**Work item**
What is needed is an exact copy of the line where "Locate every instance of the mountain summit" appears plus every later line in the material.
[Provided records Boundary: Start]
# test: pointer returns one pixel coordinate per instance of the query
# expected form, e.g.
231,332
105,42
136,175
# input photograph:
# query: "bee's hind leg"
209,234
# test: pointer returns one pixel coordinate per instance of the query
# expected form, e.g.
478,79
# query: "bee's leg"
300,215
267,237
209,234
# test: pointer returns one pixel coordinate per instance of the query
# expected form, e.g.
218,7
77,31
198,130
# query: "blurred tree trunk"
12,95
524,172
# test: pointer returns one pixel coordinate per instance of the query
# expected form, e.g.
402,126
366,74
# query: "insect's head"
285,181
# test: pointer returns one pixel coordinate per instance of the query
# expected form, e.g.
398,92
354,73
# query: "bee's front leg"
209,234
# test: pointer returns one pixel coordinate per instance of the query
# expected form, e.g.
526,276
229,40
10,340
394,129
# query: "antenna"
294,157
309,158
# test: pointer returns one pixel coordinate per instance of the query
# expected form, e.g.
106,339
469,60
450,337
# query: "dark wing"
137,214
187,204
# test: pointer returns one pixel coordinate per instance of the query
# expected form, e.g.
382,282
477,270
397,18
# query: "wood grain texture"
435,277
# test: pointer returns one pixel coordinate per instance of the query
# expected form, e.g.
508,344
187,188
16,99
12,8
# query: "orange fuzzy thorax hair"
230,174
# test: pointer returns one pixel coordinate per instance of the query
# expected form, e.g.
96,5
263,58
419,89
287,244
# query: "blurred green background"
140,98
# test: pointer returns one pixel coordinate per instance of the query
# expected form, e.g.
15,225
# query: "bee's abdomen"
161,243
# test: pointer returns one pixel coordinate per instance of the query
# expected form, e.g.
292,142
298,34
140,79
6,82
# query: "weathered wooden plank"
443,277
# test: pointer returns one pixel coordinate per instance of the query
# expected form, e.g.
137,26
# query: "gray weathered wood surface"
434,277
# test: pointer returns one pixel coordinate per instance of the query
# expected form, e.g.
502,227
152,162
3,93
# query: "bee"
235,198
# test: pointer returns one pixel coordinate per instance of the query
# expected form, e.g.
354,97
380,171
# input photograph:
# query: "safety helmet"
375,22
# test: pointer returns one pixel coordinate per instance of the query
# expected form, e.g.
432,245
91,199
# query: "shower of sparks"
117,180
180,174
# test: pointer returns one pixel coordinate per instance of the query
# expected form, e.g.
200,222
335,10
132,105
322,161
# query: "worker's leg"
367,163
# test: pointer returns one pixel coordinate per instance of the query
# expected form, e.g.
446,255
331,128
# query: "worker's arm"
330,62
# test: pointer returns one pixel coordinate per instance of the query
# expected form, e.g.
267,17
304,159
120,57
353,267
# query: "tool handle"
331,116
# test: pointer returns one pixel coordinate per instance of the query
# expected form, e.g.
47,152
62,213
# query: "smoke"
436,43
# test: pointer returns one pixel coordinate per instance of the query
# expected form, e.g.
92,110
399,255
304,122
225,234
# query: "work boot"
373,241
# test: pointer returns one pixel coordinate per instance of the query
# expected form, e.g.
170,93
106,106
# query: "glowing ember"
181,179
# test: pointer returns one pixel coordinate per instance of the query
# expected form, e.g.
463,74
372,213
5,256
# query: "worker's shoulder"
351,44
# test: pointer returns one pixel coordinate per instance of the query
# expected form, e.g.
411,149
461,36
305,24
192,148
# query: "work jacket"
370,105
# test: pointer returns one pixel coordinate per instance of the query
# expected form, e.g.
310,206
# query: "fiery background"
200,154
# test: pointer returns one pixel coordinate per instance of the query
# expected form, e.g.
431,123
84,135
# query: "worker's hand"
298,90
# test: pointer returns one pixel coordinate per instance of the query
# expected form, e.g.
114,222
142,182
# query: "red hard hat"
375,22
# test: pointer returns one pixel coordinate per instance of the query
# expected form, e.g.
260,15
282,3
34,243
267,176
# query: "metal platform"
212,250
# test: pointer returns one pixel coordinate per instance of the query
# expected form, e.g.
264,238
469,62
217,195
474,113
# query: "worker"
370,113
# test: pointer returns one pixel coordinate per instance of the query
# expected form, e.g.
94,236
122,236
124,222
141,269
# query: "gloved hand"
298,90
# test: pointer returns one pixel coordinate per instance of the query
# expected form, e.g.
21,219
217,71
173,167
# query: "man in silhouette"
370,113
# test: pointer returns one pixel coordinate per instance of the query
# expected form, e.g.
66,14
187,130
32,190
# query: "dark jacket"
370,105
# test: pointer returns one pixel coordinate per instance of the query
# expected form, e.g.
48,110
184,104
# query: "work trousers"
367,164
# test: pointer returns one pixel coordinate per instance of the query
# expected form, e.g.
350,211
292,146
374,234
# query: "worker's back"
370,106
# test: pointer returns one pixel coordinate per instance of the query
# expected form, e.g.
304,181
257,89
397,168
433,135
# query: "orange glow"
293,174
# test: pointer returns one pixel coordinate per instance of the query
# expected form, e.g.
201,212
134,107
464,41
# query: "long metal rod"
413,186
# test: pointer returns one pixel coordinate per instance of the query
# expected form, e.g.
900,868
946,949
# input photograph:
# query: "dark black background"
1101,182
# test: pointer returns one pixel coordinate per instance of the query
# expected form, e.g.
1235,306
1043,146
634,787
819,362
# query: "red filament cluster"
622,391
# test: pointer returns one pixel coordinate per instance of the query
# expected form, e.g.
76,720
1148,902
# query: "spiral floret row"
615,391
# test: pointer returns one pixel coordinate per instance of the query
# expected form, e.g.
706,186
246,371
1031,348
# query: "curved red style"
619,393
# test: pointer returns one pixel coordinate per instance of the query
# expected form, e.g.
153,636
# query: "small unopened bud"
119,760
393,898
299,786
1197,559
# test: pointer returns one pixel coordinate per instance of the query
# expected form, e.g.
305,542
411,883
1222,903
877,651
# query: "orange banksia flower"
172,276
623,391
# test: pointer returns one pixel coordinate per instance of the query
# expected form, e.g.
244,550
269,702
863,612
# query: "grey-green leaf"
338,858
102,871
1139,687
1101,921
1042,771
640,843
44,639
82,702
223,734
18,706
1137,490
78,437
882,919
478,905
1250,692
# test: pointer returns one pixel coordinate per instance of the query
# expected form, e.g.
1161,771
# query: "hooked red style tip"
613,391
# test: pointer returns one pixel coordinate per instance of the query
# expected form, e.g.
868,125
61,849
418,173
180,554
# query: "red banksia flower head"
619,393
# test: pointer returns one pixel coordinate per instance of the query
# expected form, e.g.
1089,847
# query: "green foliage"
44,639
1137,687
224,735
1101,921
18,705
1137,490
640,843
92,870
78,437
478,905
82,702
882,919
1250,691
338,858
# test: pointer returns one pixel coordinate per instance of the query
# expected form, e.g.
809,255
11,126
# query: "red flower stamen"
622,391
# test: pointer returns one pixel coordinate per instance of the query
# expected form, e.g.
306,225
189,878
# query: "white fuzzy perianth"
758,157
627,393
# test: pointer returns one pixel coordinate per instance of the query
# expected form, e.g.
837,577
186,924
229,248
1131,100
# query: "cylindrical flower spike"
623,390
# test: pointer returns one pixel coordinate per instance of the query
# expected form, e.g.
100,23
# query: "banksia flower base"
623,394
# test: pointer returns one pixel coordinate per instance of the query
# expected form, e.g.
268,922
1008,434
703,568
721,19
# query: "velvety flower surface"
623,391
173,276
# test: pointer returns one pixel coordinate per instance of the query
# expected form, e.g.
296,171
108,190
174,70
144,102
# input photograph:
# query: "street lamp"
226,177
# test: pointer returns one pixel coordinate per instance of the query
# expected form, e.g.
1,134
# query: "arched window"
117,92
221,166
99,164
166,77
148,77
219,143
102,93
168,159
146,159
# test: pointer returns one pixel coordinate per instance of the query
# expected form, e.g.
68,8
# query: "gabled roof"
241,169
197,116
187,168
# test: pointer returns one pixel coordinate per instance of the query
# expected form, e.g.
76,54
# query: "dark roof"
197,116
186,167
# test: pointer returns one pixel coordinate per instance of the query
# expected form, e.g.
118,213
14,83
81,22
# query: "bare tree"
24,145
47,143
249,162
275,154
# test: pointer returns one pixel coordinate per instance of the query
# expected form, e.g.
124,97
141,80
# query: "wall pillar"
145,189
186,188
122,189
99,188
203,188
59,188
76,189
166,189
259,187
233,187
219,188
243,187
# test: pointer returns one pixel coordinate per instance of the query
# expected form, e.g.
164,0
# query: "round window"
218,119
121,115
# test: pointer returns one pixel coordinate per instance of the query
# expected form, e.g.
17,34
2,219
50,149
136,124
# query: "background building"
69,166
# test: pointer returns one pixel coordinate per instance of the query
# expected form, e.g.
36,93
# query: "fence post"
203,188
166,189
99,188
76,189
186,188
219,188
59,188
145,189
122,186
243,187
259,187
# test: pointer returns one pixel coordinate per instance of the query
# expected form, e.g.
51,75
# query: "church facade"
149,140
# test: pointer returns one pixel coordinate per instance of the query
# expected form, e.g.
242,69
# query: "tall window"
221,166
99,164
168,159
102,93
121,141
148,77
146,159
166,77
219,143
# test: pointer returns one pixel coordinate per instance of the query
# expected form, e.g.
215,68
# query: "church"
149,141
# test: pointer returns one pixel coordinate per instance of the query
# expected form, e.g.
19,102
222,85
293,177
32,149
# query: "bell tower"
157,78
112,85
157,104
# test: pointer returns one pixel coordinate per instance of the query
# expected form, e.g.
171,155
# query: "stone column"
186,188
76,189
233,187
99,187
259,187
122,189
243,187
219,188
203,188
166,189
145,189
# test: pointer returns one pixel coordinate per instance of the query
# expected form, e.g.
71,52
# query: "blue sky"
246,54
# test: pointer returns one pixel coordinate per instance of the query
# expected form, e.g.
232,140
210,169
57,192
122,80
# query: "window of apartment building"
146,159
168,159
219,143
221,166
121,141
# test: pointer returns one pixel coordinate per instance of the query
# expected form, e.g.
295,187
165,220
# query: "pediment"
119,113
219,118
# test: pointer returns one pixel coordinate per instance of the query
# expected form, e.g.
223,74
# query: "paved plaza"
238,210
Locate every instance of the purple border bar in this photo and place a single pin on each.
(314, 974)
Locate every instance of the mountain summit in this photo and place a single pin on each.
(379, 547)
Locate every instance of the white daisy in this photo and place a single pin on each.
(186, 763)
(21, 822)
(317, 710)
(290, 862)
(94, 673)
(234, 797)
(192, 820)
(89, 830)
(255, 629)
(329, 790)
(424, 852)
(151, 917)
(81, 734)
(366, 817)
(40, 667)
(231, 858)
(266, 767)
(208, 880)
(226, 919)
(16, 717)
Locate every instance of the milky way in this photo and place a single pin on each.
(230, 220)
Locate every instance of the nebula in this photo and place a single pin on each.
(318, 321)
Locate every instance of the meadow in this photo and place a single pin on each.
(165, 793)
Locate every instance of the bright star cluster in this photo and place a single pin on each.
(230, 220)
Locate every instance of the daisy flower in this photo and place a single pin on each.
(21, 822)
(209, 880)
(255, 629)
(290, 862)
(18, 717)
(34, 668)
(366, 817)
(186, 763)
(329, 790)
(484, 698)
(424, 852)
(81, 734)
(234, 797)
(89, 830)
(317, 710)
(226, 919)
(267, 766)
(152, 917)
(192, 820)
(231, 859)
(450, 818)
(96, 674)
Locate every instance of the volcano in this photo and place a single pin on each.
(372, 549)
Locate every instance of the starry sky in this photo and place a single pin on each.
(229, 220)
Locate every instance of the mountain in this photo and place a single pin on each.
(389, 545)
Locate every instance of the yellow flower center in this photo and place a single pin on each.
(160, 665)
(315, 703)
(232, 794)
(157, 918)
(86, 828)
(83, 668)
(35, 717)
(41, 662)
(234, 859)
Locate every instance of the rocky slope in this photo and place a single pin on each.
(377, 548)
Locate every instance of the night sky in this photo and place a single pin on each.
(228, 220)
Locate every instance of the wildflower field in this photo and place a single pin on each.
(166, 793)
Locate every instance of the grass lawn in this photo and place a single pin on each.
[Provided records Boundary: End]
**Answer for the task**
Locate every instance of the mountain summit in this photo and place a single pin on each.
(379, 547)
Locate every instance of the white daisy in this photo and place a single pin on each.
(186, 763)
(21, 822)
(317, 710)
(290, 862)
(94, 673)
(234, 797)
(192, 820)
(89, 830)
(255, 629)
(329, 790)
(424, 852)
(151, 917)
(81, 734)
(366, 817)
(40, 667)
(231, 858)
(266, 767)
(208, 880)
(226, 919)
(16, 717)
Locate every instance of the milky way in this photo and place a single pin on each.
(230, 220)
Locate every instance of the nebula in this photo and place a single pin on each.
(318, 321)
Locate every instance of the meadow in this photo and place a single pin on each.
(165, 793)
Locate every instance of the bright star cluster in this photo and place a single pin on each.
(230, 220)
Locate every instance of the daisy flower in this photo and place a single pin on each.
(21, 822)
(209, 880)
(255, 629)
(290, 862)
(18, 717)
(34, 668)
(366, 817)
(186, 763)
(329, 790)
(484, 698)
(424, 852)
(81, 734)
(234, 797)
(89, 830)
(317, 710)
(226, 919)
(267, 766)
(152, 917)
(192, 820)
(231, 859)
(450, 818)
(96, 674)
Locate every instance of the volcano in this photo and place a single pin on each.
(372, 549)
Locate every instance of the starry sky in this photo and place a single pin on each.
(229, 220)
Locate every instance of the mountain in this photo and place a single pin on each.
(389, 545)
Locate every instance of the yellow flower center in this photo and place a single pin on each.
(160, 665)
(315, 703)
(232, 794)
(157, 918)
(86, 828)
(83, 668)
(35, 717)
(41, 662)
(234, 859)
Locate every instance of the rocky slope in this photo and place a single pin on each.
(377, 548)
Locate every instance of the night sky in this photo and place a single pin on each.
(228, 220)
Locate every instance of the wildflower field in this photo and place a single pin on each.
(166, 793)
Locate every instance of the grass lawn in this photo and place a single pin on each.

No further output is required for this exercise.